§ **Exercise brief**
Please copy the listing again, starting at the line containing "Is there any blurred" and ending at the end of the listing, substituting "pink coneflower" for "purple coneflower" and changing nothing else.

§ **Record extracts**

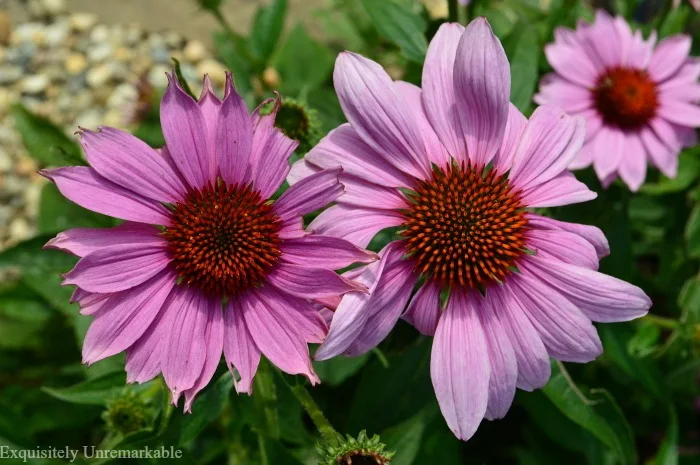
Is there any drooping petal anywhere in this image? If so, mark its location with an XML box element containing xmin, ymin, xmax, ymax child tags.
<box><xmin>267</xmin><ymin>262</ymin><xmax>367</xmax><ymax>299</ymax></box>
<box><xmin>160</xmin><ymin>75</ymin><xmax>216</xmax><ymax>189</ymax></box>
<box><xmin>454</xmin><ymin>18</ymin><xmax>510</xmax><ymax>167</ymax></box>
<box><xmin>242</xmin><ymin>289</ymin><xmax>320</xmax><ymax>384</ymax></box>
<box><xmin>401</xmin><ymin>280</ymin><xmax>442</xmax><ymax>336</ymax></box>
<box><xmin>83</xmin><ymin>271</ymin><xmax>176</xmax><ymax>364</ymax></box>
<box><xmin>421</xmin><ymin>23</ymin><xmax>467</xmax><ymax>161</ymax></box>
<box><xmin>41</xmin><ymin>166</ymin><xmax>170</xmax><ymax>226</ymax></box>
<box><xmin>280</xmin><ymin>234</ymin><xmax>379</xmax><ymax>270</ymax></box>
<box><xmin>430</xmin><ymin>290</ymin><xmax>491</xmax><ymax>441</ymax></box>
<box><xmin>224</xmin><ymin>295</ymin><xmax>260</xmax><ymax>395</ymax></box>
<box><xmin>80</xmin><ymin>127</ymin><xmax>187</xmax><ymax>202</ymax></box>
<box><xmin>44</xmin><ymin>221</ymin><xmax>159</xmax><ymax>257</ymax></box>
<box><xmin>219</xmin><ymin>73</ymin><xmax>253</xmax><ymax>184</ymax></box>
<box><xmin>520</xmin><ymin>256</ymin><xmax>651</xmax><ymax>322</ymax></box>
<box><xmin>333</xmin><ymin>52</ymin><xmax>430</xmax><ymax>178</ymax></box>
<box><xmin>63</xmin><ymin>236</ymin><xmax>170</xmax><ymax>293</ymax></box>
<box><xmin>273</xmin><ymin>168</ymin><xmax>343</xmax><ymax>221</ymax></box>
<box><xmin>309</xmin><ymin>205</ymin><xmax>405</xmax><ymax>248</ymax></box>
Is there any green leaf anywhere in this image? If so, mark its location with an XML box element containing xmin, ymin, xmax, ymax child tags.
<box><xmin>362</xmin><ymin>0</ymin><xmax>428</xmax><ymax>63</ymax></box>
<box><xmin>274</xmin><ymin>24</ymin><xmax>335</xmax><ymax>95</ymax></box>
<box><xmin>41</xmin><ymin>371</ymin><xmax>126</xmax><ymax>405</ymax></box>
<box><xmin>250</xmin><ymin>0</ymin><xmax>287</xmax><ymax>63</ymax></box>
<box><xmin>542</xmin><ymin>364</ymin><xmax>637</xmax><ymax>465</ymax></box>
<box><xmin>503</xmin><ymin>20</ymin><xmax>540</xmax><ymax>112</ymax></box>
<box><xmin>10</xmin><ymin>103</ymin><xmax>85</xmax><ymax>166</ymax></box>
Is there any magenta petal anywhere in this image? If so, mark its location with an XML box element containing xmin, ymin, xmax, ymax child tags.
<box><xmin>309</xmin><ymin>205</ymin><xmax>405</xmax><ymax>247</ymax></box>
<box><xmin>224</xmin><ymin>296</ymin><xmax>260</xmax><ymax>395</ymax></box>
<box><xmin>41</xmin><ymin>166</ymin><xmax>170</xmax><ymax>226</ymax></box>
<box><xmin>80</xmin><ymin>127</ymin><xmax>187</xmax><ymax>202</ymax></box>
<box><xmin>184</xmin><ymin>302</ymin><xmax>224</xmax><ymax>413</ymax></box>
<box><xmin>161</xmin><ymin>285</ymin><xmax>221</xmax><ymax>404</ymax></box>
<box><xmin>509</xmin><ymin>105</ymin><xmax>585</xmax><ymax>190</ymax></box>
<box><xmin>215</xmin><ymin>74</ymin><xmax>253</xmax><ymax>184</ymax></box>
<box><xmin>44</xmin><ymin>221</ymin><xmax>159</xmax><ymax>257</ymax></box>
<box><xmin>333</xmin><ymin>52</ymin><xmax>430</xmax><ymax>179</ymax></box>
<box><xmin>280</xmin><ymin>234</ymin><xmax>379</xmax><ymax>270</ymax></box>
<box><xmin>520</xmin><ymin>256</ymin><xmax>651</xmax><ymax>322</ymax></box>
<box><xmin>430</xmin><ymin>290</ymin><xmax>491</xmax><ymax>441</ymax></box>
<box><xmin>160</xmin><ymin>75</ymin><xmax>216</xmax><ymax>189</ymax></box>
<box><xmin>83</xmin><ymin>271</ymin><xmax>176</xmax><ymax>364</ymax></box>
<box><xmin>241</xmin><ymin>289</ymin><xmax>320</xmax><ymax>384</ymax></box>
<box><xmin>273</xmin><ymin>168</ymin><xmax>343</xmax><ymax>221</ymax></box>
<box><xmin>267</xmin><ymin>262</ymin><xmax>367</xmax><ymax>299</ymax></box>
<box><xmin>454</xmin><ymin>18</ymin><xmax>510</xmax><ymax>167</ymax></box>
<box><xmin>63</xmin><ymin>236</ymin><xmax>170</xmax><ymax>293</ymax></box>
<box><xmin>421</xmin><ymin>23</ymin><xmax>467</xmax><ymax>161</ymax></box>
<box><xmin>401</xmin><ymin>279</ymin><xmax>442</xmax><ymax>336</ymax></box>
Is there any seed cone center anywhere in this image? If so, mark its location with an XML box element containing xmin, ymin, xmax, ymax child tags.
<box><xmin>593</xmin><ymin>68</ymin><xmax>658</xmax><ymax>129</ymax></box>
<box><xmin>163</xmin><ymin>182</ymin><xmax>281</xmax><ymax>296</ymax></box>
<box><xmin>402</xmin><ymin>164</ymin><xmax>527</xmax><ymax>289</ymax></box>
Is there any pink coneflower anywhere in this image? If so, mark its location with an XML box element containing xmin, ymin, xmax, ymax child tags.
<box><xmin>535</xmin><ymin>10</ymin><xmax>700</xmax><ymax>191</ymax></box>
<box><xmin>289</xmin><ymin>18</ymin><xmax>651</xmax><ymax>440</ymax></box>
<box><xmin>43</xmin><ymin>71</ymin><xmax>375</xmax><ymax>411</ymax></box>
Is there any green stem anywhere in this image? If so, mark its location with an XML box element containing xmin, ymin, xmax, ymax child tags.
<box><xmin>289</xmin><ymin>384</ymin><xmax>342</xmax><ymax>442</ymax></box>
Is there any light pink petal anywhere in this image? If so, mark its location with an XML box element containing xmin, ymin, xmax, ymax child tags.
<box><xmin>618</xmin><ymin>133</ymin><xmax>647</xmax><ymax>192</ymax></box>
<box><xmin>648</xmin><ymin>35</ymin><xmax>692</xmax><ymax>82</ymax></box>
<box><xmin>267</xmin><ymin>262</ymin><xmax>367</xmax><ymax>299</ymax></box>
<box><xmin>83</xmin><ymin>271</ymin><xmax>176</xmax><ymax>364</ymax></box>
<box><xmin>242</xmin><ymin>289</ymin><xmax>320</xmax><ymax>384</ymax></box>
<box><xmin>224</xmin><ymin>295</ymin><xmax>260</xmax><ymax>395</ymax></box>
<box><xmin>160</xmin><ymin>75</ymin><xmax>216</xmax><ymax>189</ymax></box>
<box><xmin>525</xmin><ymin>229</ymin><xmax>598</xmax><ymax>270</ymax></box>
<box><xmin>520</xmin><ymin>256</ymin><xmax>651</xmax><ymax>322</ymax></box>
<box><xmin>304</xmin><ymin>123</ymin><xmax>413</xmax><ymax>187</ymax></box>
<box><xmin>257</xmin><ymin>286</ymin><xmax>328</xmax><ymax>344</ymax></box>
<box><xmin>503</xmin><ymin>272</ymin><xmax>603</xmax><ymax>363</ymax></box>
<box><xmin>394</xmin><ymin>81</ymin><xmax>451</xmax><ymax>167</ymax></box>
<box><xmin>333</xmin><ymin>52</ymin><xmax>430</xmax><ymax>178</ymax></box>
<box><xmin>338</xmin><ymin>174</ymin><xmax>409</xmax><ymax>210</ymax></box>
<box><xmin>493</xmin><ymin>103</ymin><xmax>527</xmax><ymax>174</ymax></box>
<box><xmin>273</xmin><ymin>168</ymin><xmax>343</xmax><ymax>221</ymax></box>
<box><xmin>314</xmin><ymin>242</ymin><xmax>403</xmax><ymax>360</ymax></box>
<box><xmin>344</xmin><ymin>260</ymin><xmax>418</xmax><ymax>357</ymax></box>
<box><xmin>430</xmin><ymin>289</ymin><xmax>491</xmax><ymax>441</ymax></box>
<box><xmin>421</xmin><ymin>23</ymin><xmax>467</xmax><ymax>161</ymax></box>
<box><xmin>454</xmin><ymin>18</ymin><xmax>510</xmax><ymax>167</ymax></box>
<box><xmin>309</xmin><ymin>205</ymin><xmax>405</xmax><ymax>248</ymax></box>
<box><xmin>219</xmin><ymin>73</ymin><xmax>253</xmax><ymax>184</ymax></box>
<box><xmin>80</xmin><ymin>127</ymin><xmax>187</xmax><ymax>202</ymax></box>
<box><xmin>184</xmin><ymin>299</ymin><xmax>224</xmax><ymax>413</ymax></box>
<box><xmin>161</xmin><ymin>285</ymin><xmax>221</xmax><ymax>404</ymax></box>
<box><xmin>486</xmin><ymin>286</ymin><xmax>551</xmax><ymax>391</ymax></box>
<box><xmin>474</xmin><ymin>296</ymin><xmax>518</xmax><ymax>420</ymax></box>
<box><xmin>591</xmin><ymin>126</ymin><xmax>625</xmax><ymax>181</ymax></box>
<box><xmin>280</xmin><ymin>234</ymin><xmax>379</xmax><ymax>270</ymax></box>
<box><xmin>44</xmin><ymin>221</ymin><xmax>160</xmax><ymax>257</ymax></box>
<box><xmin>522</xmin><ymin>171</ymin><xmax>598</xmax><ymax>208</ymax></box>
<box><xmin>401</xmin><ymin>279</ymin><xmax>442</xmax><ymax>336</ymax></box>
<box><xmin>63</xmin><ymin>236</ymin><xmax>170</xmax><ymax>293</ymax></box>
<box><xmin>509</xmin><ymin>105</ymin><xmax>585</xmax><ymax>190</ymax></box>
<box><xmin>527</xmin><ymin>213</ymin><xmax>610</xmax><ymax>259</ymax></box>
<box><xmin>41</xmin><ymin>166</ymin><xmax>170</xmax><ymax>226</ymax></box>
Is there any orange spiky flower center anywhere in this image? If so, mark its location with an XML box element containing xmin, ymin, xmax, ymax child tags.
<box><xmin>401</xmin><ymin>164</ymin><xmax>527</xmax><ymax>289</ymax></box>
<box><xmin>593</xmin><ymin>68</ymin><xmax>658</xmax><ymax>129</ymax></box>
<box><xmin>163</xmin><ymin>181</ymin><xmax>281</xmax><ymax>296</ymax></box>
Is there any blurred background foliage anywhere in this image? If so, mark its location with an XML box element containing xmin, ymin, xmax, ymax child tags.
<box><xmin>0</xmin><ymin>0</ymin><xmax>700</xmax><ymax>465</ymax></box>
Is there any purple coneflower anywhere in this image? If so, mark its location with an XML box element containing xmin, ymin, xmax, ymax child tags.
<box><xmin>289</xmin><ymin>18</ymin><xmax>651</xmax><ymax>440</ymax></box>
<box><xmin>43</xmin><ymin>75</ymin><xmax>375</xmax><ymax>411</ymax></box>
<box><xmin>535</xmin><ymin>10</ymin><xmax>700</xmax><ymax>191</ymax></box>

§ **Exercise result**
Is there any blurred background foliage anywhere in this image? If so, mark its location with an XML box element containing xmin, ymin, xmax, ymax child tags.
<box><xmin>0</xmin><ymin>0</ymin><xmax>700</xmax><ymax>465</ymax></box>
Is there any pink coneflower anywhere in this image? If so, mark its location with an XML box element containing xmin, ymin, xmax, ymax child tags.
<box><xmin>289</xmin><ymin>18</ymin><xmax>651</xmax><ymax>440</ymax></box>
<box><xmin>43</xmin><ymin>75</ymin><xmax>375</xmax><ymax>411</ymax></box>
<box><xmin>535</xmin><ymin>10</ymin><xmax>700</xmax><ymax>191</ymax></box>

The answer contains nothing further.